#### [REQUEST A]
From the course descriptions that follow, list the factors whose effects on women's experiences the women's literature course asks about.

# start of EXTRACT

In this course students will read and discuss important documents in the development of scientific ways of thinking. We will investigate parallel developments in ancient and modern science and try to determine the historical and human relationships between what may at first glance appear very different ways of viewing the natural world. By trying to understand the historical roots of science and scientific thinking, we hope to come to a better understanding of modern science and the situation of modern humanity.
Students will be asked to read and discuss the reading, present oral reports, and write one five-page and one ten-page paper. No Greek or Latin required. Approved for Arts and Sciences core curriculum: natural science.

ENGL 1260-880
Intro to Women’s Literature
Claudia Van Gerven
We will begin this course by asking the question, "Is there such a thing as a woman?" Or put another way, "Why study women's literature? Is the category of woman a meaningful one? If so, what are its meanings?" We will look at some major British and American authors to see what sorts of things they imply about the category of women. Do women have distinctly female experiences? Can those experiences be represented? Do language and literary traditions necessarily distort these experiences? Do all women share some experiences as women or are women's experiences unique for each individual? What are the effects of race, class, ethnicity, or sexual preference on women's experiences and ways they can be represented? Students will be assigned two short 3-5 page papers, one long-term project which will be presented to the class as a whole. Approved for Arts and Sciences core curriculum: culture and gender diversity.

# end of EXTRACT

#### [REQUEST B]
Return every line of the records below that contains the word "pipe". Case counts.

# start of TASK MATERIAL

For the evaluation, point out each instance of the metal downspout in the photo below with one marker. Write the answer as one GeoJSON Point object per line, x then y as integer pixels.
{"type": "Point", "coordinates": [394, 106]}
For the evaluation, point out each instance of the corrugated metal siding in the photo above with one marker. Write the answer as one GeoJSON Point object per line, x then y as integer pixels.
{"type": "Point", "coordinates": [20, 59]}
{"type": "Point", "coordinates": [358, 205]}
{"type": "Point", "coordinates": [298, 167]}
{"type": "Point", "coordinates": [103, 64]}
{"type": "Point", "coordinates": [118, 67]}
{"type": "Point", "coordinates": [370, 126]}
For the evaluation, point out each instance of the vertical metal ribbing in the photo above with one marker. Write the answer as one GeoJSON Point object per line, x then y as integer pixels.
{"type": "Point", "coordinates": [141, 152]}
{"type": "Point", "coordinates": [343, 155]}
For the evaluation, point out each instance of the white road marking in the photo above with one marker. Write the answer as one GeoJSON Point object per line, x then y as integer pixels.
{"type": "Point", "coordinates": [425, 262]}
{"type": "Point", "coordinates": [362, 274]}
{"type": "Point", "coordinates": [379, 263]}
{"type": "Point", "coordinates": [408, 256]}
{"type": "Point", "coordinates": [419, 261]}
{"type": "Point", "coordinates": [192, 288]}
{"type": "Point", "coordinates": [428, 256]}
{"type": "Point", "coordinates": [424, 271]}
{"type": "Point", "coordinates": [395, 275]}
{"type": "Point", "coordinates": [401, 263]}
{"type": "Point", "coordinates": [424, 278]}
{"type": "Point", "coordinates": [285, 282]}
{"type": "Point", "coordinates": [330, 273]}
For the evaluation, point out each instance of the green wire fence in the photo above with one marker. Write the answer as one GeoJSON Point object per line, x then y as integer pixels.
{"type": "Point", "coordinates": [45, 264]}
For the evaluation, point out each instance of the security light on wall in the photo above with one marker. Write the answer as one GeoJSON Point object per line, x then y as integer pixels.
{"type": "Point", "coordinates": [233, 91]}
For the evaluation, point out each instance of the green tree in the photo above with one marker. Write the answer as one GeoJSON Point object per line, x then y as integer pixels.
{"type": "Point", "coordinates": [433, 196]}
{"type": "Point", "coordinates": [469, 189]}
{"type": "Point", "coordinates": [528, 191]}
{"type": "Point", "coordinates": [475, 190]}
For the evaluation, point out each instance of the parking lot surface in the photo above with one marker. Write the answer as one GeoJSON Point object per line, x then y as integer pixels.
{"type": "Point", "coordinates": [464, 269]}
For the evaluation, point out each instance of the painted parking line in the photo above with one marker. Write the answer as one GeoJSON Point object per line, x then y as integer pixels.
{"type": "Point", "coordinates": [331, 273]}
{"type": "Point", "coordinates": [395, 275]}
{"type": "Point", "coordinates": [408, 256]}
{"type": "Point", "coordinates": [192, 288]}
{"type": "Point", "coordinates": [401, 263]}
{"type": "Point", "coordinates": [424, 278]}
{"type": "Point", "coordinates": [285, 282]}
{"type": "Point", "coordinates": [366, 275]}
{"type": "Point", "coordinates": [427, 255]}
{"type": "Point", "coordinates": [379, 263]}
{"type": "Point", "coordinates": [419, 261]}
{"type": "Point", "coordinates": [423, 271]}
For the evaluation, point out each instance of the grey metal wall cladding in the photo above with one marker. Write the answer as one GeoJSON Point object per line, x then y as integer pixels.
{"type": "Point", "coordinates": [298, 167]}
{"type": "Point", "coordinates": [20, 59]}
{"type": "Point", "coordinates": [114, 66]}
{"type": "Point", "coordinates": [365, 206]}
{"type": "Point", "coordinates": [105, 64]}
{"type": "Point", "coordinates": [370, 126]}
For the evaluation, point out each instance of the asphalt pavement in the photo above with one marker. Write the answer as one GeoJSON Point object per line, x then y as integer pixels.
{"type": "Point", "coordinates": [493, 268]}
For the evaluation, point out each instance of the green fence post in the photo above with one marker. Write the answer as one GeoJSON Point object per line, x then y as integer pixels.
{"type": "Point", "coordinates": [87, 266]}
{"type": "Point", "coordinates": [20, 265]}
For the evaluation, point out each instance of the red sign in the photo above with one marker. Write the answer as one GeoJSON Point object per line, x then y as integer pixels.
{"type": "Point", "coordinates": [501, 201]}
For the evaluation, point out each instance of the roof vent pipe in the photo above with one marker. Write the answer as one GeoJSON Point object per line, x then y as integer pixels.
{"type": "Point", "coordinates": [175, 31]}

# end of TASK MATERIAL
# start of TASK MATERIAL

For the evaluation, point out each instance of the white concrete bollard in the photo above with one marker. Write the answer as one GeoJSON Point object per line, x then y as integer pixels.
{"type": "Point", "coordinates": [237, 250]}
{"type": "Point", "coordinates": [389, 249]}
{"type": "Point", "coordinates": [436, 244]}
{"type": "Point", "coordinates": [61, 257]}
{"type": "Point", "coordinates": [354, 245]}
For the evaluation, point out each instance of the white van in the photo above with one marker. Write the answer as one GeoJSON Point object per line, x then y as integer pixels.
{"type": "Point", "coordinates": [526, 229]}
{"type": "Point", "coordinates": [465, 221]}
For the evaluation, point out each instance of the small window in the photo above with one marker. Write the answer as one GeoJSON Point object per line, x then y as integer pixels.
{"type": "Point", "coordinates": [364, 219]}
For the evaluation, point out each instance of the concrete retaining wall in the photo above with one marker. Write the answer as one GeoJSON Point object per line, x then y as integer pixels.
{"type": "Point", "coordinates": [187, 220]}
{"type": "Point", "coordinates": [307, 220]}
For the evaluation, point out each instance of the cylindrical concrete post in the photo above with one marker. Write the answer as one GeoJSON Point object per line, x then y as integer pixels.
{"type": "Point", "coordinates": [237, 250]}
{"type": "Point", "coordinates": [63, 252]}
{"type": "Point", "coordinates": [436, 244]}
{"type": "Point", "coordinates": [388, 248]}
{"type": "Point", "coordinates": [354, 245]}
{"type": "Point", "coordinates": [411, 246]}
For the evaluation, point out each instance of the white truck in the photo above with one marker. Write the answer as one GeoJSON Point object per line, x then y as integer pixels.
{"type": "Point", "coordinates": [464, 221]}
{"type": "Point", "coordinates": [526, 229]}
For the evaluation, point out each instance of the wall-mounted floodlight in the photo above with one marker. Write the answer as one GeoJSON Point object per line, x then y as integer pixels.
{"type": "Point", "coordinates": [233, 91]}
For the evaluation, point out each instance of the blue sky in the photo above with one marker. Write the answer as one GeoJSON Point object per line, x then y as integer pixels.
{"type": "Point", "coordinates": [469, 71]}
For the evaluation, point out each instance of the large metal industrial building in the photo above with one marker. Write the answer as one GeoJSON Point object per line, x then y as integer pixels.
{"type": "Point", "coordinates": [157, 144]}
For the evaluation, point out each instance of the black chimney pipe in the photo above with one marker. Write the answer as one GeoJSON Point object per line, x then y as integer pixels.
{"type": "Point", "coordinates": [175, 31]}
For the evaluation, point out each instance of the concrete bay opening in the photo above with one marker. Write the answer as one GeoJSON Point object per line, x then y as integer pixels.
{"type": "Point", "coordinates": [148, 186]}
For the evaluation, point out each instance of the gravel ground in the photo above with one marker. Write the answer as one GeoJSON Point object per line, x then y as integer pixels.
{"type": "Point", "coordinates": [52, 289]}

# end of TASK MATERIAL

#### [FULL SOLUTION A]
race, class, ethnicity, sexual preference

#### [FULL SOLUTION B]
For the evaluation, point out each instance of the roof vent pipe in the photo above with one marker. Write the answer as one GeoJSON Point object per line, x then y as integer pixels.
For the evaluation, point out each instance of the black chimney pipe in the photo above with one marker. Write the answer as one GeoJSON Point object per line, x then y as integer pixels.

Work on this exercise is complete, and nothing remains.